(Point annotation records)

-- -- --

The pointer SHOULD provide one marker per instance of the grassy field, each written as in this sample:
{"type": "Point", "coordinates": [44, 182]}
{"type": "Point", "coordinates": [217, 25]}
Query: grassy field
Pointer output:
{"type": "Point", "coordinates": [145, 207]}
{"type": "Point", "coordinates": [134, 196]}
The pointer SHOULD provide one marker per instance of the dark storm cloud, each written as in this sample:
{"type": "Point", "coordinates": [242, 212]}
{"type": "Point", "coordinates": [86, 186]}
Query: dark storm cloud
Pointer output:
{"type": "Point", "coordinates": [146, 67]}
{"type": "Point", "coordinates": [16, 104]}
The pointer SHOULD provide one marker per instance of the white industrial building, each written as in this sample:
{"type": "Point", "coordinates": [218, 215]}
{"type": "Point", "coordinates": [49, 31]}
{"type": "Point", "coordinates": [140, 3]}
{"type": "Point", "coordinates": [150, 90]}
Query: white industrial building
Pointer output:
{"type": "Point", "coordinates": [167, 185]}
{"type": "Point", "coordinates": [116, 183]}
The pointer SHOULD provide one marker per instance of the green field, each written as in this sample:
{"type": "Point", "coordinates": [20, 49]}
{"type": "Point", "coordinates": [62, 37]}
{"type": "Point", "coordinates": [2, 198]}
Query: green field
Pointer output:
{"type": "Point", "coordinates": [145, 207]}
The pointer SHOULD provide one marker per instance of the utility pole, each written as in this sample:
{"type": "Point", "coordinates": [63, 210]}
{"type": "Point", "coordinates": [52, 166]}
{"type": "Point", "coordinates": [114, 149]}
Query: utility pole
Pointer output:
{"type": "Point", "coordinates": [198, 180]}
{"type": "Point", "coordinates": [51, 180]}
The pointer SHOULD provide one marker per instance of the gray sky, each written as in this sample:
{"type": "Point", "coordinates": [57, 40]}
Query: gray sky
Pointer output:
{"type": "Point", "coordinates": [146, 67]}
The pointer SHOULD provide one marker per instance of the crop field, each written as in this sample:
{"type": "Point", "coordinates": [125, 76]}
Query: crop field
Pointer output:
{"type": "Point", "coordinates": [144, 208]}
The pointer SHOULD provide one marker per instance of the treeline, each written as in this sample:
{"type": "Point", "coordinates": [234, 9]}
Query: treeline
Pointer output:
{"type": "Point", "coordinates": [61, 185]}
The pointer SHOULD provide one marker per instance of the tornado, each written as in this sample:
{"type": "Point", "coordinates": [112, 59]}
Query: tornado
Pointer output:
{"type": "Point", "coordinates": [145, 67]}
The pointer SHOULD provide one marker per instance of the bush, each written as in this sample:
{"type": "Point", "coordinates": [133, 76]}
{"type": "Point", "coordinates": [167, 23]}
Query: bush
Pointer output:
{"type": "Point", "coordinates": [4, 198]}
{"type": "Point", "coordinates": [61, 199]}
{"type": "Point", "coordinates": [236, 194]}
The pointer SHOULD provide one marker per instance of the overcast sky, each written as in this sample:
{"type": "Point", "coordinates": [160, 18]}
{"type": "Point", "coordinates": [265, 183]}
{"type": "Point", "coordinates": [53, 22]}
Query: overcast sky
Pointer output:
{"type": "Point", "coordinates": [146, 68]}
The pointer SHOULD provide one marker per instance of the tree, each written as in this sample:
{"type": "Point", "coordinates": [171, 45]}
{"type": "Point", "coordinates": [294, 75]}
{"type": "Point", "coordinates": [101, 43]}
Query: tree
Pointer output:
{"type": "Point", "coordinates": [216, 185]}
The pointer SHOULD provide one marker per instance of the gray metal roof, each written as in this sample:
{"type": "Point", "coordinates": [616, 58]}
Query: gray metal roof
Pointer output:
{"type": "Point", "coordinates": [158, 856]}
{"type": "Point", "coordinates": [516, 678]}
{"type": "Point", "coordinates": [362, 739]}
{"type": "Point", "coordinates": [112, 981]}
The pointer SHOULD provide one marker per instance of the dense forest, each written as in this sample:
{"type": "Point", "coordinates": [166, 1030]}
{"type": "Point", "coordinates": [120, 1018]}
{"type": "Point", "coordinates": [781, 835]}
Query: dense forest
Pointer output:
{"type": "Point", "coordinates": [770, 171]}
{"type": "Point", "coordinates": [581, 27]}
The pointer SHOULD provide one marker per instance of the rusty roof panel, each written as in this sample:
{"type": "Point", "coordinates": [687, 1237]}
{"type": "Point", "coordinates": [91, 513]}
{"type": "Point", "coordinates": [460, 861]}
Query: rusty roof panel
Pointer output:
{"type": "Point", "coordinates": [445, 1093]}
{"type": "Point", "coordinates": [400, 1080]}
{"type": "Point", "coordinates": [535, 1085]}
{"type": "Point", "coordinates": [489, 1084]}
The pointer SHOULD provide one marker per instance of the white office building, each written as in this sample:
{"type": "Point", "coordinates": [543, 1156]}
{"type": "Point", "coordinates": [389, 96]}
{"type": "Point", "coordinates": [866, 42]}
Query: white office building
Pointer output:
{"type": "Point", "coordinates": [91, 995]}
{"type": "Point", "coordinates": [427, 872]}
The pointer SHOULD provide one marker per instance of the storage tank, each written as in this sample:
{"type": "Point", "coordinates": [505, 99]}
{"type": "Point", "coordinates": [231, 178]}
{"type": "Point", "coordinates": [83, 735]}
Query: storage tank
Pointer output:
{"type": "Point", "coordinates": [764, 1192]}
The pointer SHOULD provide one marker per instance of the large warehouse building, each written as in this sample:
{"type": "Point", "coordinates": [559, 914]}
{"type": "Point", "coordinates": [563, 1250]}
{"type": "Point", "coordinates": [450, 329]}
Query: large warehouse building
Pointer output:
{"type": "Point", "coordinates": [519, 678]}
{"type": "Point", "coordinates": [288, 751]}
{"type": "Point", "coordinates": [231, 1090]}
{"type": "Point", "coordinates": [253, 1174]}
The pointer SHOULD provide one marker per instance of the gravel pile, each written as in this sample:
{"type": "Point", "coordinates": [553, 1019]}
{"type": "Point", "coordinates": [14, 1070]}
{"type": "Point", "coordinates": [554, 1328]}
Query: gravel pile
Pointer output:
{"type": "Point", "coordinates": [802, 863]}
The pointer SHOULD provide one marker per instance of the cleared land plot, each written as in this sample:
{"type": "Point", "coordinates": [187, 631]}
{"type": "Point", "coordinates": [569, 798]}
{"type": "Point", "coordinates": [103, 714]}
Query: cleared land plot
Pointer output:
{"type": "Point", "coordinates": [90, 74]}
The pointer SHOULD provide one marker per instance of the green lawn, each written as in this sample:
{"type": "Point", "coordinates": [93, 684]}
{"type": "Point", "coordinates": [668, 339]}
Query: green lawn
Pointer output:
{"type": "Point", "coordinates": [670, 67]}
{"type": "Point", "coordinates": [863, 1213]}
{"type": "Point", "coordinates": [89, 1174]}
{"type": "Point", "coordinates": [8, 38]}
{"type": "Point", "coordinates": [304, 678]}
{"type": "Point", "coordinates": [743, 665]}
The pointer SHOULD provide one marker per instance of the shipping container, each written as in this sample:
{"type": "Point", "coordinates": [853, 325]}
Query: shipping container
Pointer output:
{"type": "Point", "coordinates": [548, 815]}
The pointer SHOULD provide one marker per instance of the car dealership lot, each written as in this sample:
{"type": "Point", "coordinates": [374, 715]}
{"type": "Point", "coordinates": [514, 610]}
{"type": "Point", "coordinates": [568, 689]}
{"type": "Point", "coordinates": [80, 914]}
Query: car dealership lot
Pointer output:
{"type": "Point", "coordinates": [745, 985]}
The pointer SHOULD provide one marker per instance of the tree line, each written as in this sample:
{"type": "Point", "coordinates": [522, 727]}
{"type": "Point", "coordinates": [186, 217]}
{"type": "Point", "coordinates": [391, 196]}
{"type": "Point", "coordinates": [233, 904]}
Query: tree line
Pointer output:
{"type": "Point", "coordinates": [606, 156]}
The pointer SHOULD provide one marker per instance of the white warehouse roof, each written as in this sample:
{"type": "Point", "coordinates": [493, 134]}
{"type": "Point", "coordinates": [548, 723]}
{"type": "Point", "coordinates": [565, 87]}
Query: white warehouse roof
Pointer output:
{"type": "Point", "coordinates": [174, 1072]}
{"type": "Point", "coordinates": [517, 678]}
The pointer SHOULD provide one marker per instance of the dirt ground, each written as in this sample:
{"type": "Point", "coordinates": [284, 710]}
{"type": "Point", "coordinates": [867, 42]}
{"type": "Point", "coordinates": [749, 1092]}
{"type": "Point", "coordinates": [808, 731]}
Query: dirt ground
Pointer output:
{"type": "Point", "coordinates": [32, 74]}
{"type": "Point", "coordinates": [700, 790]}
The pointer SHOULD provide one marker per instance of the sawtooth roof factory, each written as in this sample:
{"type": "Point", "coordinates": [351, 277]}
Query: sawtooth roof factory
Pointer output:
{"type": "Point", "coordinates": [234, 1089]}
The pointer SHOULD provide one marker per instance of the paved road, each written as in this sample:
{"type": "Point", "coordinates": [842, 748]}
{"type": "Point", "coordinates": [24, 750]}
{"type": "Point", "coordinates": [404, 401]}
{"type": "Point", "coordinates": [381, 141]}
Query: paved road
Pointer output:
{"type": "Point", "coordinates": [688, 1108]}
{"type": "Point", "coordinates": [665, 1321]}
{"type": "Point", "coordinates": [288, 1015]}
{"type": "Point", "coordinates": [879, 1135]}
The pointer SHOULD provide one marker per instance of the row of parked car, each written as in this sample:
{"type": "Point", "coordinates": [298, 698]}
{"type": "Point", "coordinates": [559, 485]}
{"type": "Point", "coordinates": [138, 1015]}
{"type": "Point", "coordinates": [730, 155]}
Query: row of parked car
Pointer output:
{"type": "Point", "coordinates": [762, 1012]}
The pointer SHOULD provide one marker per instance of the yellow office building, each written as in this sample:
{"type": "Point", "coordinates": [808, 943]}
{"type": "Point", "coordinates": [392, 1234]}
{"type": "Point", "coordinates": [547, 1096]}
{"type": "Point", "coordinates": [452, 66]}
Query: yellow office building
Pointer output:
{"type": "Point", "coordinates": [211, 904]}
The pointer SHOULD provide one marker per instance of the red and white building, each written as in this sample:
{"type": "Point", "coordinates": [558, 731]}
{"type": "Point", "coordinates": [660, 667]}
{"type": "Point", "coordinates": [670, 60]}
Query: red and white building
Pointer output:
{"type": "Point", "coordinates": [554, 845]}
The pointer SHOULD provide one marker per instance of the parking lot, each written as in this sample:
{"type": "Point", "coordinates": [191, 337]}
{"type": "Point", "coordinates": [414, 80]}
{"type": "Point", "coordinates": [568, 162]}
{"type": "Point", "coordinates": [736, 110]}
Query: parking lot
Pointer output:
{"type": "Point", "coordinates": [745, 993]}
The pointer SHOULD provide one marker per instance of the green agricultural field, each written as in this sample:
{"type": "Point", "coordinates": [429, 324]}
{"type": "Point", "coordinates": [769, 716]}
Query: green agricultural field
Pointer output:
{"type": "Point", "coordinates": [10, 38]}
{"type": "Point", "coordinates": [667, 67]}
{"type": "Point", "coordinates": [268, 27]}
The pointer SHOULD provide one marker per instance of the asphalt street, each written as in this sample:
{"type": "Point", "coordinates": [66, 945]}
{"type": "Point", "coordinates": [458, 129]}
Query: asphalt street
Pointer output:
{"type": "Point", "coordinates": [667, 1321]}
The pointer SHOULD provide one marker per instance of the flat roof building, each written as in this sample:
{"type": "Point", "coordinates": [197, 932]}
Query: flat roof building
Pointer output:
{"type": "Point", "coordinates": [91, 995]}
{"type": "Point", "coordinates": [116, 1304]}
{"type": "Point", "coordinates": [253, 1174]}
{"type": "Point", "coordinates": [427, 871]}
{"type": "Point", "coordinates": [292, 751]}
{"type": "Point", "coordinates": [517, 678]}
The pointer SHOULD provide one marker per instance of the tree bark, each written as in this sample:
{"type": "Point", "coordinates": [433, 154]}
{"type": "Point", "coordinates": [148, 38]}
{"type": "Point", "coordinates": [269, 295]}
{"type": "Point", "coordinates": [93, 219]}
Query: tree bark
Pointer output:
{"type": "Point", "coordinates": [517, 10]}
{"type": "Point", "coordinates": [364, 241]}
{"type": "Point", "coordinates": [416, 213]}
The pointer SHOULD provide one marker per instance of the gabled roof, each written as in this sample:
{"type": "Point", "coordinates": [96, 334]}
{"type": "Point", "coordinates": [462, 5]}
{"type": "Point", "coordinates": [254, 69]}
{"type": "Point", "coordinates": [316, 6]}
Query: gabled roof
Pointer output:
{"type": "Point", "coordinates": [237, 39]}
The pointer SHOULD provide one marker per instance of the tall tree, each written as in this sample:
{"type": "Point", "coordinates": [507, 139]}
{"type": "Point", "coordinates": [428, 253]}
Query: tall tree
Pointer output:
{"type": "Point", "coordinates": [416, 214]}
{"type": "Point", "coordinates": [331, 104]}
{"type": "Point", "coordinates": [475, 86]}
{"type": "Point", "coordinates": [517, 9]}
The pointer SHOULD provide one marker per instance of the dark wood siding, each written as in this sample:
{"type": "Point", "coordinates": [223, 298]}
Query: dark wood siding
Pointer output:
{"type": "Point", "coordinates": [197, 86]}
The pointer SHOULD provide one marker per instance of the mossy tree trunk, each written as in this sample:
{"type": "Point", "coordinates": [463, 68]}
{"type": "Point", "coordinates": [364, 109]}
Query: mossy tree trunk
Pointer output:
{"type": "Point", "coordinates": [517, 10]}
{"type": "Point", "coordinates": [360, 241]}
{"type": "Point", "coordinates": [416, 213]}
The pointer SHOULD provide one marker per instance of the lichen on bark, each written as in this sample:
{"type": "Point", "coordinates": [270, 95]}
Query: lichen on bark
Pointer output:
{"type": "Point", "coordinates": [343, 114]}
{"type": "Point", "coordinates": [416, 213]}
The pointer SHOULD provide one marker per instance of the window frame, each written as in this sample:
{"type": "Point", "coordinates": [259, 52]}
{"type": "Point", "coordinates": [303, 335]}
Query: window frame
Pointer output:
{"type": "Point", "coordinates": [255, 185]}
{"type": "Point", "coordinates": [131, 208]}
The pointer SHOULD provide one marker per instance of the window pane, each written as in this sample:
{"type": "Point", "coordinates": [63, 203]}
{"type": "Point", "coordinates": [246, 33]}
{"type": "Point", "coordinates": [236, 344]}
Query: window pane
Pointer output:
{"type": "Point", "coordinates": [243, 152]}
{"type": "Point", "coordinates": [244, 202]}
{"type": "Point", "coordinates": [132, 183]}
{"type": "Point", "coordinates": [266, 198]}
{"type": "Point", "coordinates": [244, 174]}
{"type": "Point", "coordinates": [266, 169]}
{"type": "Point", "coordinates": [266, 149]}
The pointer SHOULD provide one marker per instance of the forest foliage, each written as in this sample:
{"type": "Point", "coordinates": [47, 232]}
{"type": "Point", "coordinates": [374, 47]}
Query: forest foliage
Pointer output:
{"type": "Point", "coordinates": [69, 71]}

-- -- --

# [REQUIRED WORK]
Lines from the one containing "The pointer SHOULD provide one marker per instance of the forest" through the final line are to be given again verbatim, with nothing before or after.

# [WORKED SOLUTION]
The pointer SHOULD provide one marker per instance of the forest foliage, each written as in this sample:
{"type": "Point", "coordinates": [47, 232]}
{"type": "Point", "coordinates": [374, 47]}
Query: forest foliage
Pointer output:
{"type": "Point", "coordinates": [69, 71]}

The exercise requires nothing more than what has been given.